**EXERCISES TO COMPLETE:**
**A)** Decide whether each statement below agrees with the excerpt on utilization rampup. Answer yes or no for each, and quote the words of the excerpt that decide it. (i) Going from 0 to about 1000 takes roughly 264ms. (ii) The black hole effect applies to completely periodic tasks. (iii) Littles in mobile systems commonly have a capacity of about 200, and sometimes less.
**B)** Copy out the passage of the excerpt on utilization rampup word for word, starting at "It gets worse" and ending at "the gravitational pull!".

Defeault response with 70us rate_limit_us
-----------------------------------------

                           rampup-6581 util_avg running
   ┌───────────────────────────────────────────────────────────────────────────┐
984┤                                                                 ▄▄▄▄▄▟▀▀▀▀│
   │                                                          ▗▄▄▛▀▀▀▘         │
   │                                                      ▗▄▞▀▀                │
   │                                                   ▄▄▛▀                    │
738┤                                                ▗▟▀▘                       │
   │                                              ▄▛▀                          │
   │                                           ▗▟▀▘                            │
492┤                                         ▄▟▀                               │
   │                                       ▄▛▘                                 │
   │                                    ▗▄▛▘                                   │
   │                                  ▄▟▀                                      │
246┤                               ▄▟▀▘                                        │
   │                            ▗▄▟▘                                           │
   │                         ▗▟▀▀                                              │
   │                   ▄▄▄▄▛▀▀                                                 │
  0┤    ▗         ▗▄▄▛▀▘                                                       │
   └┬───────┬───────┬────────┬───────┬───────┬───────┬────────┬───────┬───────┬┘
  1.700   1.733   1.767    1.800   1.833   1.867   1.900    1.933   1.967 2.000

───────────────── 6581 rampup CPU4.0 Frequency residency (ms) ──────────────────
1.5   ▇▇ 2.9
1.728 ▇▇▇▇▇▇▇ 8.0
1.956 ▇▇▇▇▇▇▇▇ 9.0
2.184 ▇▇▇▇▇▇▇▇ 9.0
2.388 ▇▇▇▇▇▇ 7.0
2.592 ▇▇▇▇▇▇▇ 8.0
2.772 ▇▇▇▇▇▇ 7.0
2.988 ▇▇▇▇▇▇▇▇ 10.0
3.096 ▇▇▇▇▇ 6.0
3.144 ▇▇▇ 3.0
3.204 ▇▇▇▇▇▇▇▇▇▇▇▇▇▇▇▇▇▇▇▇▇▇▇▇▇▇▇▇▇▇▇▇▇▇▇▇▇▇▇▇▇▇▇▇▇▇▇▇▇▇▇▇▇▇▇▇▇▇▇▇▇▇▇▇▇▇▇▇▇ 82.4

Observations:
-------------

	* Results is more or less the same
	* It takes ~264ms to go from 0 to ~1000
	* With better rate limit we still see slow jumps in freqs on the big
	  core. Which demonstrates the bottleneck is in the utilization signal
	  rampup time

It gets worse on systems with smaller cores
-------------------------------------------

Mobile systems which commonly contain littles that have a capcity of ~200 and
sometimes less will suffer more from this bad impact. The smaller the core/freq,
the greater the gravitational pull!

It was measured to stay over 100ms stuck on the little core and being stuck for
longer at lowest frequencies to pick up from 0 util.

The solution:
j============

The proposal to remove the hardcoded DVFS headroom and migration margin in [3]
is still valid. And we build on top of it.

But to address the utilization invariance black hole problem, I add a number of
patches on top to extend util_est.

This black hole effect is only valid for tasks that are transitioning from one
steady state, to another steady state. Completely periodic tasks which the
system is traditionally built upon; the current utilization signal is a good
approximation of its _compute_ demand. But observers (userspace), care about
real time.

**STORED DATA:**
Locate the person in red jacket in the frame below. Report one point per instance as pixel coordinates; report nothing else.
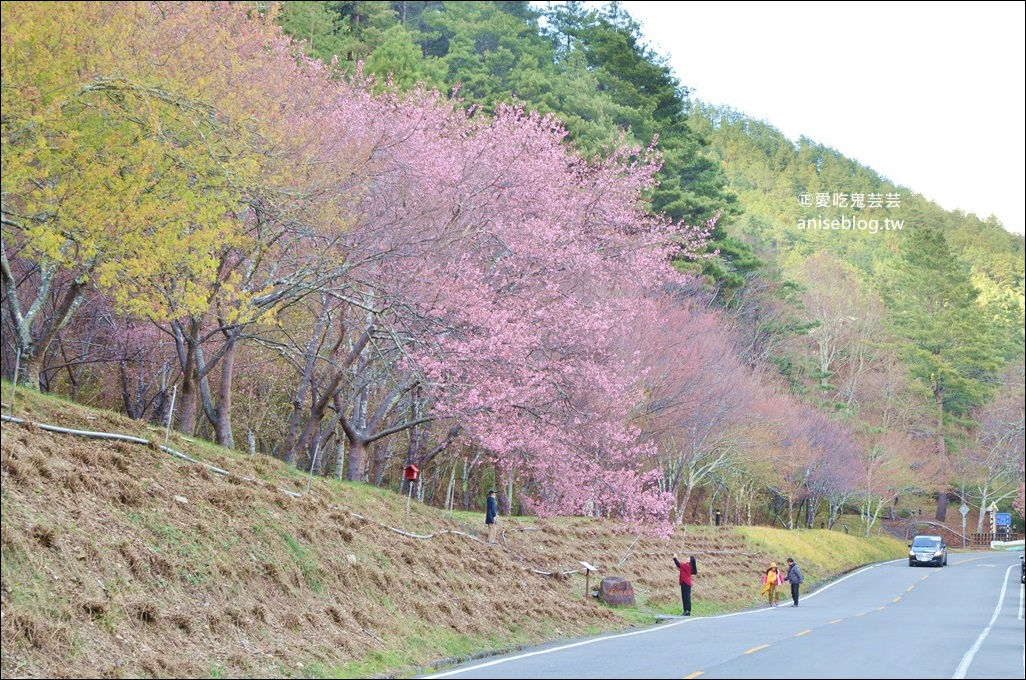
(687, 569)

**ANSWERS TO THE TASKS:**
**A)**
(i) Yes: "It takes ~264ms to go from 0 to ~1000"
(ii) No: "This black hole effect is only valid for tasks that are transitioning from one steady state, to another steady state."
(iii) Yes: "Mobile systems which commonly contain littles that have a capcity of ~200 and sometimes less"

**B)**
It gets worse on systems with smaller cores
-------------------------------------------

Mobile systems which commonly contain littles that have a capcity of ~200 and
sometimes less will suffer more from this bad impact. The smaller the core/freq,
the greater the gravitational pull!